Adamus lives near North Paulding High School, where the principal sent a letter over the weekend announcing a football player tested positive for the coronavirus after attending practice. The Georgia High School Association, in a memo sent last week, said it has received reports of 655 positive tests since workouts for football and other sports started on June 8.
In Mississippi, where the virus is spreading fast, 44 districts begin classes in person this week, starting Monday with the rural 1,700-student Newton County system east of Jackson. The 2,700-student Corinth district was the first traditional district to begin class in Mississippi last week. By week’s end, one Corinth High student had tested positive and a dozen or more classmates were in quarantine.
In Indiana, where schools reopened last week, a student at Greenfield-Central Junior High tested positive on the first day back to class. School Superintendent Harold Olin said the student was isolated in the school clinic, while school nurses worked to identify others who may have had close contact.
“This really does not change our plans,” Olin said. “We knew that we would have a positive case at some point in the fall. We simply did not think it would happen on Day One.”
Elsewhere in Indiana, Elwood Junior Senior High suspended in-person classes two days into the school year after at least one staffer tested positive.

_ASSIGNMENT_.
Reproduce the passage on school reopenings word for word, from "In Indiana, where" up to and including "had close contact.". The records that come next are not needed for this exercise.

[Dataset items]
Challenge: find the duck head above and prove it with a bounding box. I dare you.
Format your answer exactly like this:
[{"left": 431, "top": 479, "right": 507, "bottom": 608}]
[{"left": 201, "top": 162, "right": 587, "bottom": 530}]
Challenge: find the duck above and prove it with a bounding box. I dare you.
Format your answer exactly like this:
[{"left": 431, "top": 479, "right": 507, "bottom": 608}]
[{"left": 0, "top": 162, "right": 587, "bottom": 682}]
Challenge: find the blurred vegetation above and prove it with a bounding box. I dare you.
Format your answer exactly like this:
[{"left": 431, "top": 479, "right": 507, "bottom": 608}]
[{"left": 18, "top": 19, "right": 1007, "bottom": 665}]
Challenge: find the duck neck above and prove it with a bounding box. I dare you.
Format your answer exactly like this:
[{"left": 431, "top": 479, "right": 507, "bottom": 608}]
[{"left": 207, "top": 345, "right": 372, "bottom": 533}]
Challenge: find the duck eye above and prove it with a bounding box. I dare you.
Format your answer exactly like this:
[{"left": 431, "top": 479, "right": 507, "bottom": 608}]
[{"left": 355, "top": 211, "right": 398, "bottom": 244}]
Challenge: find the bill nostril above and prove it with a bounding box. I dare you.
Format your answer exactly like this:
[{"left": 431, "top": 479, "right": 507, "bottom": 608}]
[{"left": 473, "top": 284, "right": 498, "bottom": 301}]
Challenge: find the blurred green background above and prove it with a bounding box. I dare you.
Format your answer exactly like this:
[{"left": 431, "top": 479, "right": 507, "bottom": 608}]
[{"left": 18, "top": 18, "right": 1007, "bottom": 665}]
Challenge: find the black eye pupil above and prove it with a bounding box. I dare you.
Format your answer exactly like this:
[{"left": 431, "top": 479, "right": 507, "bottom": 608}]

_TASK SOLUTION_.
In Indiana, where schools reopened last week, a student at Greenfield-Central Junior High tested positive on the first day back to class. School Superintendent Harold Olin said the student was isolated in the school clinic, while school nurses worked to identify others who may have had close contact.